→ **WHAT YOU ARE ASKED TO DO**:
Count how many lines in the records below contain the string "shirt", matching case exactly, and give only that number.
┄┄┄┄┄┄
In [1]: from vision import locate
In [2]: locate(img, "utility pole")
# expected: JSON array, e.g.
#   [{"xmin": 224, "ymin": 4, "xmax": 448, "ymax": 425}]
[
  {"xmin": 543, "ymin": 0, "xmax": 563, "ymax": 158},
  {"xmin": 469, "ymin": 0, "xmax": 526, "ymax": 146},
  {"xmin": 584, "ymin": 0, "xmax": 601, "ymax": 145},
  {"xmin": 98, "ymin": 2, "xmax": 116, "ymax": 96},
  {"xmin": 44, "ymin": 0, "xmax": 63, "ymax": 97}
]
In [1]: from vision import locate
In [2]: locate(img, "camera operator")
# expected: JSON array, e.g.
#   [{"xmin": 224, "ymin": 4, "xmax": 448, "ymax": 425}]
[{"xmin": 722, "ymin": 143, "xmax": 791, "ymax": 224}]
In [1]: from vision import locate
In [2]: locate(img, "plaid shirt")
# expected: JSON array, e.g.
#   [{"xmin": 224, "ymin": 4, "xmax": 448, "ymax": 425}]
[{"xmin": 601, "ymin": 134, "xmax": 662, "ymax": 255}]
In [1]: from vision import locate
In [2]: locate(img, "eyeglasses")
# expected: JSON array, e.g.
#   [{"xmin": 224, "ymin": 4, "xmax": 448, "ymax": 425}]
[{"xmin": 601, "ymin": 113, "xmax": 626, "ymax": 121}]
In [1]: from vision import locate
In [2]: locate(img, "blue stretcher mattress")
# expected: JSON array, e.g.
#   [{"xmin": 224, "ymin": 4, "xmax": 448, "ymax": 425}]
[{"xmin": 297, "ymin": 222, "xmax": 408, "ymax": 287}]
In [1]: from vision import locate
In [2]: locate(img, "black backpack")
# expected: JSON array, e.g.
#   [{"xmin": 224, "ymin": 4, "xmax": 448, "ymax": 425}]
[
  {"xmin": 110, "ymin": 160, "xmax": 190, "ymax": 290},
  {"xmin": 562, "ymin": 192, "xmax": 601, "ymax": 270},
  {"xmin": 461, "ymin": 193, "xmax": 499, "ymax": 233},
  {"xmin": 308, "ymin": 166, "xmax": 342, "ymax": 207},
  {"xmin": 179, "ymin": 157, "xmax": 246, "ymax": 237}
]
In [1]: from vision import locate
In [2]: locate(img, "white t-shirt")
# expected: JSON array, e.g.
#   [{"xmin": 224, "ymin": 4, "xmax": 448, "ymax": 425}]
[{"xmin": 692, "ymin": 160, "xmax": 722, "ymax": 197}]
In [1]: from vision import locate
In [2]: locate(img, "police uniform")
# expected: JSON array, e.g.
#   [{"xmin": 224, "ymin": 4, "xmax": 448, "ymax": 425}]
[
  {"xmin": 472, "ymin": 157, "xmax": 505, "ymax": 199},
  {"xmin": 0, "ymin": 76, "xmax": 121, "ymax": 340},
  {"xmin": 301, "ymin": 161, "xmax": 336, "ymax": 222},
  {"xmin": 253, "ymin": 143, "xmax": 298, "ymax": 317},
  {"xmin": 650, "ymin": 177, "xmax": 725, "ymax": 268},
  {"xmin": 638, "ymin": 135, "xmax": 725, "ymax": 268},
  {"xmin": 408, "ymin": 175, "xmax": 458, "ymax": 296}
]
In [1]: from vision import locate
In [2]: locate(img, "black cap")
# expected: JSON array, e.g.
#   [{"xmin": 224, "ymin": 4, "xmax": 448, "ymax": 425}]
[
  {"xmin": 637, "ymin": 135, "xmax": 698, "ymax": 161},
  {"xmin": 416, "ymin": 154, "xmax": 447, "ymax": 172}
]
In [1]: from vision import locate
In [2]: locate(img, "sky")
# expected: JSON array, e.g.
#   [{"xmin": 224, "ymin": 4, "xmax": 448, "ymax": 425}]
┄┄┄┄┄┄
→ **TASK SOLUTION**:
2